Texto fornecido>

Chegará o momento em que a memória é maior do que o sofrimento e o cobre como um manto de serenidade.
Entre o final da semana passada e o princípio desta, dois amigos perderam gente que lhes era próxima e de quem sentirão saudades. Num caso era a afinidade, noutro era o sangue. É irrelevante a quantidade de saudades que terão dos seus mortos, porque a dor do luto não se mede com a escala de Richter.
A frase que encima o texto foi-me enviado por um deles com a pergunta: isto está certo?, porque quem ma mandou renovava uma experiência de morte, achando que eu havia vivido uma experiência da morte. A minha resposta, totalmente!, representava uma convicção, mais do que uma diplomacia de misericórdia.
Não digo mais do que diriam psicólogos e outros técnicos desta área, nem diferente do que diriam pessoas que passaram por experiências de, ou da morte. Não acrescento mais, por fim, ao que disse durante estes últimos anos.

Dados fornecidos>
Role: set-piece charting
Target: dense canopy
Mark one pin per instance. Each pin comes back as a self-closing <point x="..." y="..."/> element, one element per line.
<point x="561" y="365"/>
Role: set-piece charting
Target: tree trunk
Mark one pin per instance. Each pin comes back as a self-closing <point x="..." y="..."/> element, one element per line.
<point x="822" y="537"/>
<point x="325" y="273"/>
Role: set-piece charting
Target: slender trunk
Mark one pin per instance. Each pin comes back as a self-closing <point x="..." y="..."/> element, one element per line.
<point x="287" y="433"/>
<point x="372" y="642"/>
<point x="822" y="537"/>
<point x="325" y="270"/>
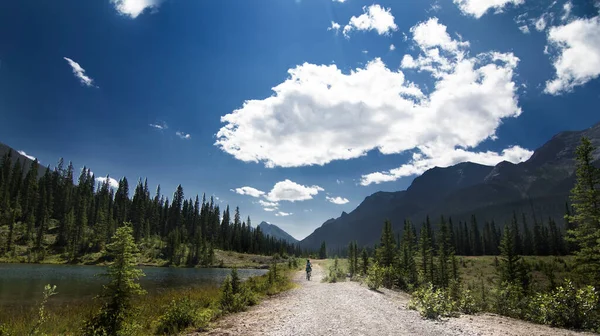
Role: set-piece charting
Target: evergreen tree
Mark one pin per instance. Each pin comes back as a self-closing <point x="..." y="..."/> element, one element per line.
<point x="585" y="196"/>
<point x="527" y="238"/>
<point x="351" y="269"/>
<point x="364" y="261"/>
<point x="512" y="268"/>
<point x="386" y="251"/>
<point x="475" y="238"/>
<point x="445" y="254"/>
<point x="116" y="310"/>
<point x="426" y="252"/>
<point x="323" y="251"/>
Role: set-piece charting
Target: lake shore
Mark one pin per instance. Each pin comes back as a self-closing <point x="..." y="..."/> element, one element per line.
<point x="223" y="259"/>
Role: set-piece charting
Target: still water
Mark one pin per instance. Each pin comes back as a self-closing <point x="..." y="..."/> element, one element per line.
<point x="22" y="284"/>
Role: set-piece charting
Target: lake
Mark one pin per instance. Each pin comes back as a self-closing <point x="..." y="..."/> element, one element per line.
<point x="22" y="284"/>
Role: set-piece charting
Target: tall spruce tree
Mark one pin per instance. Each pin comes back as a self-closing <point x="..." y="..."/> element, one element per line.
<point x="585" y="196"/>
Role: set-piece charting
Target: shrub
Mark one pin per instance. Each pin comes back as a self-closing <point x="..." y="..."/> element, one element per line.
<point x="335" y="273"/>
<point x="569" y="307"/>
<point x="509" y="300"/>
<point x="182" y="314"/>
<point x="375" y="275"/>
<point x="432" y="303"/>
<point x="468" y="304"/>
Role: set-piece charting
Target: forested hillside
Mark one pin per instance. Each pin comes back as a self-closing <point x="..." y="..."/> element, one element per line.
<point x="535" y="190"/>
<point x="52" y="215"/>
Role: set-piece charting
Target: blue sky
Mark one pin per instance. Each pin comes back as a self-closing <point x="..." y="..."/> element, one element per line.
<point x="295" y="110"/>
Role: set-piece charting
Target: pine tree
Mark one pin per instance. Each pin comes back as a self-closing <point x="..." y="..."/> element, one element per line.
<point x="116" y="310"/>
<point x="386" y="251"/>
<point x="323" y="251"/>
<point x="512" y="268"/>
<point x="527" y="238"/>
<point x="351" y="269"/>
<point x="475" y="238"/>
<point x="517" y="239"/>
<point x="445" y="254"/>
<point x="364" y="261"/>
<point x="426" y="251"/>
<point x="585" y="196"/>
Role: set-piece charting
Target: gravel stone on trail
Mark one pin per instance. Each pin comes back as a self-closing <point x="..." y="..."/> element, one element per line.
<point x="349" y="309"/>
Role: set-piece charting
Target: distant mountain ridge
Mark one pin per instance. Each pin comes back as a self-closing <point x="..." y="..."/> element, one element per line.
<point x="276" y="232"/>
<point x="25" y="161"/>
<point x="538" y="187"/>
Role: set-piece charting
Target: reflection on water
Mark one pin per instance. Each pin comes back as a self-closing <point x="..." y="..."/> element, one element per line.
<point x="22" y="284"/>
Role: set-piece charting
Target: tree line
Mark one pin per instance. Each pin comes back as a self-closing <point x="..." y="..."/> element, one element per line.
<point x="426" y="264"/>
<point x="83" y="217"/>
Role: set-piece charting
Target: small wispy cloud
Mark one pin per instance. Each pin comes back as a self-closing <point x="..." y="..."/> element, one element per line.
<point x="337" y="200"/>
<point x="30" y="157"/>
<point x="111" y="181"/>
<point x="159" y="125"/>
<point x="524" y="29"/>
<point x="79" y="72"/>
<point x="133" y="8"/>
<point x="436" y="7"/>
<point x="183" y="135"/>
<point x="334" y="26"/>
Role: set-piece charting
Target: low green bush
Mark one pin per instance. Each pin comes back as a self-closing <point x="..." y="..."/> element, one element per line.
<point x="182" y="314"/>
<point x="375" y="275"/>
<point x="432" y="303"/>
<point x="566" y="307"/>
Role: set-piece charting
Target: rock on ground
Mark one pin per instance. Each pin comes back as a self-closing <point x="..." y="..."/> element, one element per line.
<point x="349" y="309"/>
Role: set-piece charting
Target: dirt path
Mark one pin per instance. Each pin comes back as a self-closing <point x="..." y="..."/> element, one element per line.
<point x="349" y="309"/>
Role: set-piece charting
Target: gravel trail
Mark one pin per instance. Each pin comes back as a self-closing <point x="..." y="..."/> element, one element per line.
<point x="349" y="309"/>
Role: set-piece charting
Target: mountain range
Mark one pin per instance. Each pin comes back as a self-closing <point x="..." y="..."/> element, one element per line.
<point x="25" y="161"/>
<point x="539" y="188"/>
<point x="276" y="232"/>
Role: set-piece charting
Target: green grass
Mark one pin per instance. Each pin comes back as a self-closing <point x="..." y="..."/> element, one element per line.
<point x="474" y="269"/>
<point x="67" y="319"/>
<point x="150" y="254"/>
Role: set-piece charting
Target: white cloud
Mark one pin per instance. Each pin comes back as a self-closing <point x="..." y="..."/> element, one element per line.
<point x="567" y="8"/>
<point x="248" y="191"/>
<point x="374" y="17"/>
<point x="160" y="126"/>
<point x="436" y="7"/>
<point x="524" y="29"/>
<point x="183" y="135"/>
<point x="337" y="200"/>
<point x="430" y="158"/>
<point x="578" y="60"/>
<point x="540" y="24"/>
<point x="111" y="182"/>
<point x="291" y="191"/>
<point x="320" y="114"/>
<point x="285" y="190"/>
<point x="334" y="26"/>
<point x="79" y="72"/>
<point x="477" y="8"/>
<point x="268" y="204"/>
<point x="133" y="8"/>
<point x="30" y="157"/>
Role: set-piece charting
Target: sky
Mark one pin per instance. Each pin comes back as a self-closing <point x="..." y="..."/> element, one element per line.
<point x="293" y="110"/>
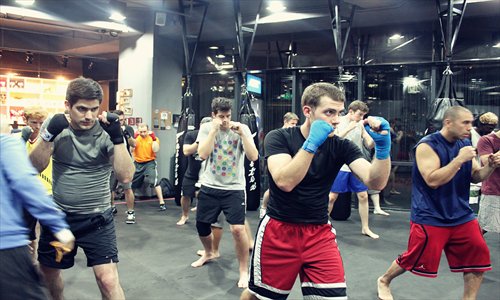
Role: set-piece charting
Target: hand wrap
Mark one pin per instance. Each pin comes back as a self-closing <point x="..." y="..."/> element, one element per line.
<point x="113" y="128"/>
<point x="56" y="125"/>
<point x="317" y="135"/>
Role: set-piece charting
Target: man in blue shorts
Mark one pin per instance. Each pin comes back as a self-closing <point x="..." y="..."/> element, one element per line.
<point x="351" y="127"/>
<point x="223" y="144"/>
<point x="85" y="147"/>
<point x="441" y="218"/>
<point x="295" y="237"/>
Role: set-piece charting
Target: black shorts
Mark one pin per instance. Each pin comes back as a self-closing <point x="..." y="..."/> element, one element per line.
<point x="145" y="173"/>
<point x="188" y="187"/>
<point x="212" y="201"/>
<point x="94" y="233"/>
<point x="31" y="224"/>
<point x="114" y="183"/>
<point x="19" y="279"/>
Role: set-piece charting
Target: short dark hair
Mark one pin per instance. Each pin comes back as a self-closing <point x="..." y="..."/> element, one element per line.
<point x="83" y="88"/>
<point x="221" y="104"/>
<point x="290" y="116"/>
<point x="453" y="112"/>
<point x="313" y="93"/>
<point x="358" y="105"/>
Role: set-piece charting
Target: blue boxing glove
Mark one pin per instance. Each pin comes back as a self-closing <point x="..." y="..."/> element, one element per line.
<point x="382" y="139"/>
<point x="317" y="135"/>
<point x="56" y="125"/>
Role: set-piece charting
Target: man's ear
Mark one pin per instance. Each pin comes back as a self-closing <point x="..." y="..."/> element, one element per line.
<point x="67" y="105"/>
<point x="307" y="110"/>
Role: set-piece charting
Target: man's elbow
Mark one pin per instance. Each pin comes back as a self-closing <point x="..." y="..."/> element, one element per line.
<point x="253" y="157"/>
<point x="285" y="186"/>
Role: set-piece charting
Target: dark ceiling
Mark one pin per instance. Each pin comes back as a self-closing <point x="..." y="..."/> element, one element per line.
<point x="70" y="36"/>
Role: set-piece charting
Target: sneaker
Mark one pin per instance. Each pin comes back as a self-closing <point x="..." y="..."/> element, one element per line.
<point x="130" y="217"/>
<point x="262" y="212"/>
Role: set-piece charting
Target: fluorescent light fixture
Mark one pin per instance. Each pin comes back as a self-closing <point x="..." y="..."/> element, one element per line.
<point x="396" y="36"/>
<point x="110" y="26"/>
<point x="26" y="12"/>
<point x="117" y="16"/>
<point x="287" y="17"/>
<point x="25" y="2"/>
<point x="117" y="9"/>
<point x="276" y="6"/>
<point x="471" y="1"/>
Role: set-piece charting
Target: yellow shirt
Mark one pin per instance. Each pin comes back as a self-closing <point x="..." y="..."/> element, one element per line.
<point x="143" y="151"/>
<point x="46" y="175"/>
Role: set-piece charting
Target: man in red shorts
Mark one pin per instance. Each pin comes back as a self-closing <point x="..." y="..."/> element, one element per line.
<point x="295" y="236"/>
<point x="441" y="218"/>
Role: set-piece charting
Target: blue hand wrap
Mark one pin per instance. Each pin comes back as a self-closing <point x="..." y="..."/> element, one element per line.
<point x="317" y="135"/>
<point x="382" y="141"/>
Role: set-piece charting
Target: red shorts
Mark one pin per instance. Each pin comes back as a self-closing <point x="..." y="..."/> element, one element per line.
<point x="463" y="245"/>
<point x="284" y="250"/>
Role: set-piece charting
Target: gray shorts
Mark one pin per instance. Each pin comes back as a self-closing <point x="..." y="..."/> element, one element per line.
<point x="489" y="213"/>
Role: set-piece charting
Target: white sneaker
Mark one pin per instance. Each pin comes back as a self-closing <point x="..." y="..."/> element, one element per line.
<point x="130" y="217"/>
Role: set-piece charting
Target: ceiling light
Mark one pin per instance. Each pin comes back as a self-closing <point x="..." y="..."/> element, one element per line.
<point x="117" y="16"/>
<point x="276" y="6"/>
<point x="26" y="12"/>
<point x="29" y="57"/>
<point x="64" y="62"/>
<point x="117" y="10"/>
<point x="396" y="36"/>
<point x="220" y="52"/>
<point x="112" y="26"/>
<point x="286" y="17"/>
<point x="25" y="2"/>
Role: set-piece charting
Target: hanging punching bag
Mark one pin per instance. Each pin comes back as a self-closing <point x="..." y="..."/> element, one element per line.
<point x="252" y="168"/>
<point x="447" y="98"/>
<point x="186" y="123"/>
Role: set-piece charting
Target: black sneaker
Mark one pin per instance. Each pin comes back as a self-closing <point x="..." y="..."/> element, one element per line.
<point x="130" y="217"/>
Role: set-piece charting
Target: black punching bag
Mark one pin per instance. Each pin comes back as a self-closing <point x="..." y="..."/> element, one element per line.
<point x="446" y="98"/>
<point x="252" y="168"/>
<point x="186" y="123"/>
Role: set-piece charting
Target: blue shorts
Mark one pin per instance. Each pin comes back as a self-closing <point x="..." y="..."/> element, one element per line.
<point x="347" y="182"/>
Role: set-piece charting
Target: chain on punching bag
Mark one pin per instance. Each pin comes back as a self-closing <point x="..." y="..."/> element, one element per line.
<point x="446" y="98"/>
<point x="252" y="168"/>
<point x="186" y="123"/>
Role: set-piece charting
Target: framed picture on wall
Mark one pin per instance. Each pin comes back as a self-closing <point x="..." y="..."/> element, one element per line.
<point x="127" y="110"/>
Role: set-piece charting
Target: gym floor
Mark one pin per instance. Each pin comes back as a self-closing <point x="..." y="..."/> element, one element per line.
<point x="155" y="257"/>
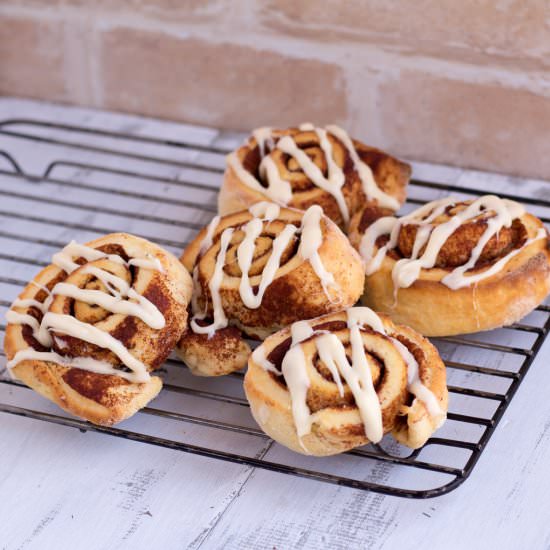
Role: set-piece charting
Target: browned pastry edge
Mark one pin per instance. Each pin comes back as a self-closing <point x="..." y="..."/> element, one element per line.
<point x="105" y="399"/>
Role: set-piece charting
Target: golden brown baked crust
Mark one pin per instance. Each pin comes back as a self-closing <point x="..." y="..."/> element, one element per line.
<point x="103" y="398"/>
<point x="390" y="174"/>
<point x="433" y="308"/>
<point x="296" y="291"/>
<point x="337" y="424"/>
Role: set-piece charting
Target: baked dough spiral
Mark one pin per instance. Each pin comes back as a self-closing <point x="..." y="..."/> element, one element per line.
<point x="303" y="166"/>
<point x="89" y="328"/>
<point x="257" y="271"/>
<point x="454" y="267"/>
<point x="330" y="384"/>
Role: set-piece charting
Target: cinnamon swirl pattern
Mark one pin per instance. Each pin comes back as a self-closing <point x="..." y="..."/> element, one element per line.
<point x="453" y="267"/>
<point x="87" y="331"/>
<point x="330" y="384"/>
<point x="257" y="271"/>
<point x="303" y="166"/>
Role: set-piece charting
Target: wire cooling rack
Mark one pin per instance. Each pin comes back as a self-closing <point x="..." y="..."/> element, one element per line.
<point x="60" y="182"/>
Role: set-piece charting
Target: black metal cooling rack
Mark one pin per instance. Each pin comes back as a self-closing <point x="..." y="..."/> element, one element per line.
<point x="485" y="383"/>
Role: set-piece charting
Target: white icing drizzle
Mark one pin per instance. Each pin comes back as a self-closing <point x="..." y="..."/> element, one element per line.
<point x="84" y="363"/>
<point x="356" y="375"/>
<point x="27" y="303"/>
<point x="407" y="270"/>
<point x="147" y="263"/>
<point x="280" y="190"/>
<point x="220" y="319"/>
<point x="311" y="240"/>
<point x="65" y="324"/>
<point x="245" y="254"/>
<point x="142" y="308"/>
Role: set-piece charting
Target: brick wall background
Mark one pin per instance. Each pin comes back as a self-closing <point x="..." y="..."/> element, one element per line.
<point x="463" y="82"/>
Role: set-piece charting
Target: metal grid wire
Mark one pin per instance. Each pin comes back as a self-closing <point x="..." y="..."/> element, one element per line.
<point x="485" y="371"/>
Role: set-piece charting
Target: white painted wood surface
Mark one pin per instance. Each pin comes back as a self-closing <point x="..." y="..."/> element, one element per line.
<point x="60" y="488"/>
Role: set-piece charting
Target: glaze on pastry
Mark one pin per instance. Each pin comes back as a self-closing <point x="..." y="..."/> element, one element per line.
<point x="87" y="331"/>
<point x="453" y="267"/>
<point x="303" y="166"/>
<point x="330" y="384"/>
<point x="257" y="271"/>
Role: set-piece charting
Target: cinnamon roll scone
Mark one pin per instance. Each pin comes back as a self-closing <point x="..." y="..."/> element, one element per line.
<point x="299" y="167"/>
<point x="454" y="267"/>
<point x="257" y="271"/>
<point x="87" y="331"/>
<point x="330" y="384"/>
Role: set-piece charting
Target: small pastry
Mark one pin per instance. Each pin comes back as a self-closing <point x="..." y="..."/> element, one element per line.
<point x="303" y="166"/>
<point x="87" y="331"/>
<point x="330" y="384"/>
<point x="257" y="271"/>
<point x="454" y="267"/>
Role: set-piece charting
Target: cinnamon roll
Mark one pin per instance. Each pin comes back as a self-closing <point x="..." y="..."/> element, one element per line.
<point x="454" y="267"/>
<point x="87" y="331"/>
<point x="257" y="271"/>
<point x="303" y="166"/>
<point x="330" y="384"/>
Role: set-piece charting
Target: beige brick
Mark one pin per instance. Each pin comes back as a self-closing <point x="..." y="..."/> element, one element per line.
<point x="31" y="58"/>
<point x="507" y="30"/>
<point x="216" y="84"/>
<point x="474" y="125"/>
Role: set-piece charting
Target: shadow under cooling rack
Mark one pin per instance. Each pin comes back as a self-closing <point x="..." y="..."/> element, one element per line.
<point x="60" y="182"/>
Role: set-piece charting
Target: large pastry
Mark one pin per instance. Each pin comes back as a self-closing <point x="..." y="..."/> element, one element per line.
<point x="257" y="271"/>
<point x="303" y="166"/>
<point x="453" y="267"/>
<point x="330" y="384"/>
<point x="89" y="329"/>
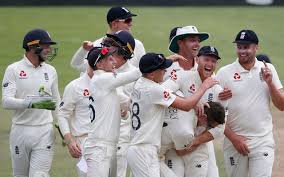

Objetivo da tarefa> Transcreva o trecho do texto sobre o luto que vai de "A frase que" até "diplomacia de misericórdia.", substituindo "convicção" por "certeza".

Resultado da tarefa>
A frase que encima o texto foi-me enviado por um deles com a pergunta: isto está certo?, porque quem ma mandou renovava uma experiência de morte, achando que eu havia vivido uma experiência da morte. A minha resposta, totalmente!, representava uma certeza, mais do que uma diplomacia de misericórdia.